**Excerpt provided:**
How do we support older persons communicate their wishes and needs, so that staff know exactly what they are and families remain connected? How do we operationalise self-determination through the use of technology? How do we support staff, who mostly want older people to live their best lives, easily and quickly access data, enter data, record outcomes and communicate next steps at shift handover?
The technology tools resident’s and different staff audiences need are different. Resident’s have to be able to easily communicate to staff and their family/friends, their needs, preferences and care planning goals. They want to send photos, receive newsletters, know what’s on the calendar today for them, and receive staff feedback. Managers need to be able to provide feedback to the resident and/or their family re key information and receive critical information, photos and confirmations of consultations and care planned. A carer needs to record care, access care details, act on key tasks (e.g. obtain an MSU, record pain management actions, food/fluid outcomes) and in real time, on the ground, report issues as found. A nurse, nurse manager or operations’ manager needs technology to provide overviews, analyses, ensure governance reports and critical outcomes are acted on and recorded, analysed, closed off. All from a single source of truth.
The technology audiences’ ability to achieve their goal is a function of their education, understanding, empathy, wisdom but most importantly, their position in the management hierarchy. Management decide what tools resident’s, families and staff have available to them. But if the tools don’t ensure the information can support self-determining care, communicate next steps effectively or sufficiently analyse what will work and what won’t, or if staff aren’t shown how to use the tools to achieve the required outcomes, those tools don’t work.
Aged care, regardless of the country, include care standards, funding validations or as in Australia, requirements dictated from the Royal and Quality Commissions. Working out how best to support residents, families and friends who have not chosen to live together, but due to fate, a health accident or growing dependency they must, has always taken skill and wisdom. Each audience needs to navigate a regulated building, staff and government funding and regulatory systems. Residents removed from their home, family, friends, things, daily community access and life choices live every day, dependent on who is supporting them that day, and on how good the system management has setup to empower them is. So how do we ensure ‘control of life’ or ‘simple decisions’ are honoured to achieve as much of the ‘old life’, that families remain connected and can also contribute?
An App for resident’s (or their loved ones if needed) to enter care preferences and read what staff have written, that populates directly into their care plan, demonstrating feedback and care plan consultation, which staff then access using their App to provide and record care, achieves part of the self-determination loop. Staff have to observe, listen, ask, experience and do the work to know what resident needs and preferences are. But sometimes a body just doesn’t do or respond as predicted, residents change their mind, want or decide to do something different, or want some routines strictly performed the same each day. Residents need to be able to send that information directly to staff’s device/program/alert and families need to be able to login and be reassured or contribute using their login, as per resident wishes.
Stakeholders have to have the information made available to them, in an easy to obtain manner, presented in a summary and detailed format, presented with predictive, informative and quality data. Aged Care will always need to qualify and validate using public funds, and be responsible for providing considered and appropriate care as professional healthcare providers, but we need to ensure staff can focus their attention and efforts on what a resident actually wants and needs, and ensure families are assured that this is the outcome.

**Source material:**
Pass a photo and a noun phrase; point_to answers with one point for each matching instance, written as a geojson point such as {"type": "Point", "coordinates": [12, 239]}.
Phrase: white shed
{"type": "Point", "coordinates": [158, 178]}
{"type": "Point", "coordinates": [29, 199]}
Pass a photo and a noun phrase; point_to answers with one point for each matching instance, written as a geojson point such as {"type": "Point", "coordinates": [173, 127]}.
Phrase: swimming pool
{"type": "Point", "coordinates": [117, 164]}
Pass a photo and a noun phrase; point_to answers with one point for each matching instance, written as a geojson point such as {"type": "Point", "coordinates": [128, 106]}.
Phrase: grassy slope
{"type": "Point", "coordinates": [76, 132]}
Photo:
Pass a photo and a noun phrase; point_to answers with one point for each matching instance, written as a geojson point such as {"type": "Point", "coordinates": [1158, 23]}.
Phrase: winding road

**Task requirements:** Copy out, word for word, everything in the aged care technology text above from "Aged care, regardless" down to "can also contribute?".

**Finished task:**
Aged care, regardless of the country, include care standards, funding validations or as in Australia, requirements dictated from the Royal and Quality Commissions. Working out how best to support residents, families and friends who have not chosen to live together, but due to fate, a health accident or growing dependency they must, has always taken skill and wisdom. Each audience needs to navigate a regulated building, staff and government funding and regulatory systems. Residents removed from their home, family, friends, things, daily community access and life choices live every day, dependent on who is supporting them that day, and on how good the system management has setup to empower them is. So how do we ensure ‘control of life’ or ‘simple decisions’ are honoured to achieve as much of the ‘old life’, that families remain connected and can also contribute?